Entries provided:
* * * * *

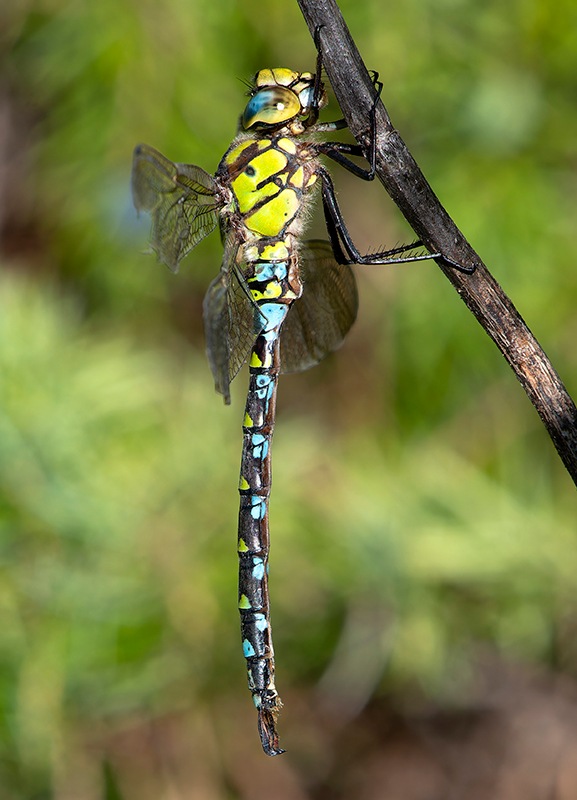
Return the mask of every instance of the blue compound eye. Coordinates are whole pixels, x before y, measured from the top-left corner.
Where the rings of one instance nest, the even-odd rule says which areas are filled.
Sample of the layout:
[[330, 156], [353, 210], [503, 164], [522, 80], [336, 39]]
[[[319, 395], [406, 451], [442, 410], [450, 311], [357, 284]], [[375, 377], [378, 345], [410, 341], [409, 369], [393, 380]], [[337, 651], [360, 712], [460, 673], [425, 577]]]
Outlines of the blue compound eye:
[[279, 125], [301, 113], [299, 98], [282, 86], [267, 87], [248, 101], [242, 115], [245, 130], [255, 125]]
[[313, 87], [307, 86], [306, 89], [303, 89], [302, 92], [299, 92], [299, 101], [303, 109], [309, 109], [313, 102]]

* * * * *

About this task: Where an entry holds a picture, drop it and transcribe everything else exactly.

Result for this task:
Return the mask of every instance of the blue compound eye. Coordinates are whole pixels, x before y, measured from the top-left corner.
Where the rings of one instance nest, the even-odd rule says which areas are filled.
Sample of the layout:
[[330, 156], [353, 210], [503, 164], [522, 80], [336, 39]]
[[[319, 395], [406, 451], [442, 410], [450, 311], [357, 284]], [[375, 377], [378, 345], [410, 341], [409, 369], [393, 380]], [[337, 651], [360, 712], [460, 673], [425, 577]]]
Outlines of the blue compound eye:
[[279, 125], [301, 113], [299, 98], [282, 86], [267, 87], [248, 101], [242, 115], [245, 130], [255, 125]]
[[313, 87], [307, 86], [306, 89], [303, 89], [302, 92], [299, 92], [299, 101], [303, 109], [309, 109], [313, 102]]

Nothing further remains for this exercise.